**Exercise details**:
Will you quote all of the entries, word for word?

-=-=-=-=-

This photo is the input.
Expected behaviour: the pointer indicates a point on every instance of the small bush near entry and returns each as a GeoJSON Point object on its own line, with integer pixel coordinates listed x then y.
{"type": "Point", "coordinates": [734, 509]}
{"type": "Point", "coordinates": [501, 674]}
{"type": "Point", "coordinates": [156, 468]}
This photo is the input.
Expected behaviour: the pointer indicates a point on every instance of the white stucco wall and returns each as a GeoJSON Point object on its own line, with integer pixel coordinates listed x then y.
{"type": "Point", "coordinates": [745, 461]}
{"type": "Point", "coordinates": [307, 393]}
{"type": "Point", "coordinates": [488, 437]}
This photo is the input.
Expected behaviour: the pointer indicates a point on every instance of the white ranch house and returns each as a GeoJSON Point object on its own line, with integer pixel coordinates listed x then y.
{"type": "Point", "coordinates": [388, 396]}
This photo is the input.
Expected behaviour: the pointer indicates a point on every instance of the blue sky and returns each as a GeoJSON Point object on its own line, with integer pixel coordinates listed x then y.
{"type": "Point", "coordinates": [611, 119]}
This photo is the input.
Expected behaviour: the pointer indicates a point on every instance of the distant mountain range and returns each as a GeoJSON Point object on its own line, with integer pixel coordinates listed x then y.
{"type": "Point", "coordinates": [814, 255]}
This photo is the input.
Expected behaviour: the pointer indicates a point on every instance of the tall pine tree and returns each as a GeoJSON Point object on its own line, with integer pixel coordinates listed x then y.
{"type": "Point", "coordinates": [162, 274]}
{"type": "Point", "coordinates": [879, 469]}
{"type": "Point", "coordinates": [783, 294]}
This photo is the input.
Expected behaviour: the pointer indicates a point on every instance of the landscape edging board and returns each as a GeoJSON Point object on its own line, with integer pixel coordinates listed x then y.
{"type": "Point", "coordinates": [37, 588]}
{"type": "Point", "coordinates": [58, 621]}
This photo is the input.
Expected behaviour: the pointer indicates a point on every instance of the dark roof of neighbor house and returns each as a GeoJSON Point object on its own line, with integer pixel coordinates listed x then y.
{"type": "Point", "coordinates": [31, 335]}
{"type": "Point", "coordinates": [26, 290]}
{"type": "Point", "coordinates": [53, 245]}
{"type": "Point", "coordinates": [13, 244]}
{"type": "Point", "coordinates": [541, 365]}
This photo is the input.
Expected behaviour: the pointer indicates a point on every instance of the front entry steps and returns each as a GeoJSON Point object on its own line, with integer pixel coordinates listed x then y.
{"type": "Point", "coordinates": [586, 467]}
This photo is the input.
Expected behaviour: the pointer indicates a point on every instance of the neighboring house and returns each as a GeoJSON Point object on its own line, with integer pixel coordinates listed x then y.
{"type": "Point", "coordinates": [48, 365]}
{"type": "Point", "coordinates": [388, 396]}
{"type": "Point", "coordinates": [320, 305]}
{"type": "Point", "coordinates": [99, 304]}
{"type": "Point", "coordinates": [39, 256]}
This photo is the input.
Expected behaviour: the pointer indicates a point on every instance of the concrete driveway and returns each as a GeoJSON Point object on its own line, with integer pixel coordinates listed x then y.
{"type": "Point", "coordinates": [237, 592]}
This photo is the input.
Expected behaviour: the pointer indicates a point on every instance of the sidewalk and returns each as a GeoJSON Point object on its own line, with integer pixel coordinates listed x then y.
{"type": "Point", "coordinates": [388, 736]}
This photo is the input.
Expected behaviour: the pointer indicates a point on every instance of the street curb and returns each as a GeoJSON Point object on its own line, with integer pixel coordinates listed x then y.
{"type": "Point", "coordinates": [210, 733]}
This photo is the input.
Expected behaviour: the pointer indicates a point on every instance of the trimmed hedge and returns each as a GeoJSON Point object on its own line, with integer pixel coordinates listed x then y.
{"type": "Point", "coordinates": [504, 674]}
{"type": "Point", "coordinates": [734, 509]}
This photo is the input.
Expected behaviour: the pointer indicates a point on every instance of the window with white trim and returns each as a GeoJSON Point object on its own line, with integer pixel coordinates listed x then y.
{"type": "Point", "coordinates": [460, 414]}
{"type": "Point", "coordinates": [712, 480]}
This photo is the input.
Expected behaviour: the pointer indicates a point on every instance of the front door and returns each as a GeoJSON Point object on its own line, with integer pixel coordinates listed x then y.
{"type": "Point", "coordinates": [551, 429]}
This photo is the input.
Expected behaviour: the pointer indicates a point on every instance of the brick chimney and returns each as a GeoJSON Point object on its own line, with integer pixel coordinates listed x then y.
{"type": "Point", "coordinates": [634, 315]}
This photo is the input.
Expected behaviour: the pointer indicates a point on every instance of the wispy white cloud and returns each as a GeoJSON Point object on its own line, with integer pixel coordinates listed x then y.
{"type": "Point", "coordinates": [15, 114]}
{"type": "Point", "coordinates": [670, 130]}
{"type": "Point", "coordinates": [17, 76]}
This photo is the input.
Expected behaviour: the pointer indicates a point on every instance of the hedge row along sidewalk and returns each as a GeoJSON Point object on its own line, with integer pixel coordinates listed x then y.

-=-=-=-=-

**Expected answer**:
This photo is the input.
Expected behaviour: the pointer indicates a point on every instance of the small bush near entry and returns each as a GeoJSON Point object on its own line, with integer pixel coordinates listed x then y.
{"type": "Point", "coordinates": [734, 509]}
{"type": "Point", "coordinates": [501, 674]}
{"type": "Point", "coordinates": [156, 468]}
This photo is the input.
Expected behaviour: the pointer indicates a point on every instance of the white stucco wall and returns each as a GeoJSON Point object on its own line, with integer pixel coordinates listed x then y.
{"type": "Point", "coordinates": [745, 461]}
{"type": "Point", "coordinates": [307, 393]}
{"type": "Point", "coordinates": [488, 437]}
This photo is the input.
Expected behaviour: the pointer indicates a point on every instance of the white ranch house and returns each as a GeoJSON Point object on its own line, with integer pixel coordinates listed x then y.
{"type": "Point", "coordinates": [388, 396]}
This photo is the input.
Expected behaviour: the pointer indicates a point on every instance of the blue sky and returns each as a GeoJSON Point object on its own line, with integer pixel coordinates listed x then y.
{"type": "Point", "coordinates": [611, 119]}
This photo is the input.
Expected behaviour: the pointer indicates a point on every instance of the distant mountain range and returns each as a GeoJSON Point object on its own line, with integer pixel coordinates listed x then y.
{"type": "Point", "coordinates": [814, 255]}
This photo is the input.
Expected behaviour: the pointer indicates a point on every instance of the tall pine tree and returns each as a GeoJSON Point object on its own line, with integer pixel coordinates listed x then y.
{"type": "Point", "coordinates": [162, 274]}
{"type": "Point", "coordinates": [879, 469]}
{"type": "Point", "coordinates": [783, 294]}
This photo is the input.
Expected behaviour: the pointer indicates a point on every instance of the landscape edging board and returns each as a GeoJSON Point object on its own line, with integer pixel coordinates listed x then y.
{"type": "Point", "coordinates": [37, 588]}
{"type": "Point", "coordinates": [58, 621]}
This photo is the input.
Expected behaviour: the pointer indicates a point on every instance of the dark roof of neighbor house and returns each as a GeoJSON Point object on its own line, with integer pixel coordinates listed x then y.
{"type": "Point", "coordinates": [31, 335]}
{"type": "Point", "coordinates": [26, 290]}
{"type": "Point", "coordinates": [53, 245]}
{"type": "Point", "coordinates": [13, 244]}
{"type": "Point", "coordinates": [541, 365]}
This photo is the input.
Expected behaviour: the pointer indicates a point on every instance of the front entry steps and returns each as a GeoJSON Point object on its own line, with integer pixel coordinates listed x then y.
{"type": "Point", "coordinates": [586, 467]}
This photo is the input.
Expected behaviour: the pointer indicates a point on every instance of the neighboring house and returns each as a GeoJSON Point object on its own line, with integer pixel coordinates listed x then y.
{"type": "Point", "coordinates": [48, 365]}
{"type": "Point", "coordinates": [388, 396]}
{"type": "Point", "coordinates": [320, 305]}
{"type": "Point", "coordinates": [99, 304]}
{"type": "Point", "coordinates": [39, 256]}
This photo is the input.
Expected behaviour: the pointer indicates a point on every instance of the concrete driveway and returns each as a GeoJSON Point object on its own line, with integer pixel coordinates listed x then y.
{"type": "Point", "coordinates": [237, 592]}
This photo is the input.
Expected behaviour: the pointer indicates a point on every instance of the sidewalk and returns each as a GeoJSON Point object on its own line, with integer pixel coordinates listed x then y.
{"type": "Point", "coordinates": [388, 736]}
This photo is the input.
Expected behaviour: the pointer indicates a point on every instance of the street curb and returns each as a GeoJSON Point object on its own line, with integer pixel coordinates listed x then y.
{"type": "Point", "coordinates": [210, 733]}
This photo is the input.
Expected behaviour: the pointer indicates a point on every instance of the trimmed hedge and returns each as a GeoJSON Point object on its own line, with integer pixel coordinates listed x then y.
{"type": "Point", "coordinates": [504, 674]}
{"type": "Point", "coordinates": [734, 509]}
This photo is the input.
Expected behaviour: the pointer indicates a point on every instance of the window with white trim and returns each as a GeoJSON Point object on its own line, with integer pixel coordinates listed x then y.
{"type": "Point", "coordinates": [460, 414]}
{"type": "Point", "coordinates": [712, 480]}
This photo is the input.
Expected behaviour: the pointer indicates a point on every instance of the front door and returns each as a GeoJSON Point object on its own line, with integer pixel coordinates listed x then y.
{"type": "Point", "coordinates": [551, 429]}
This photo is the input.
Expected behaviour: the pointer indicates a point on every instance of the brick chimney and returns each as a GeoJSON Point object on its own line, with integer pixel coordinates listed x then y.
{"type": "Point", "coordinates": [634, 315]}
This photo is the input.
Expected behaviour: the pointer indicates a point on every instance of the wispy white cloud and returns each as a GeoJSON Point object on its own line, with integer pixel coordinates listed x then y.
{"type": "Point", "coordinates": [15, 114]}
{"type": "Point", "coordinates": [670, 130]}
{"type": "Point", "coordinates": [17, 76]}
This photo is the input.
Expected behaviour: the pointer indicates a point on every instance of the hedge row along sidewalk and returns each as a GeoJSON Point object on its own line, with integer pixel coordinates listed x then y.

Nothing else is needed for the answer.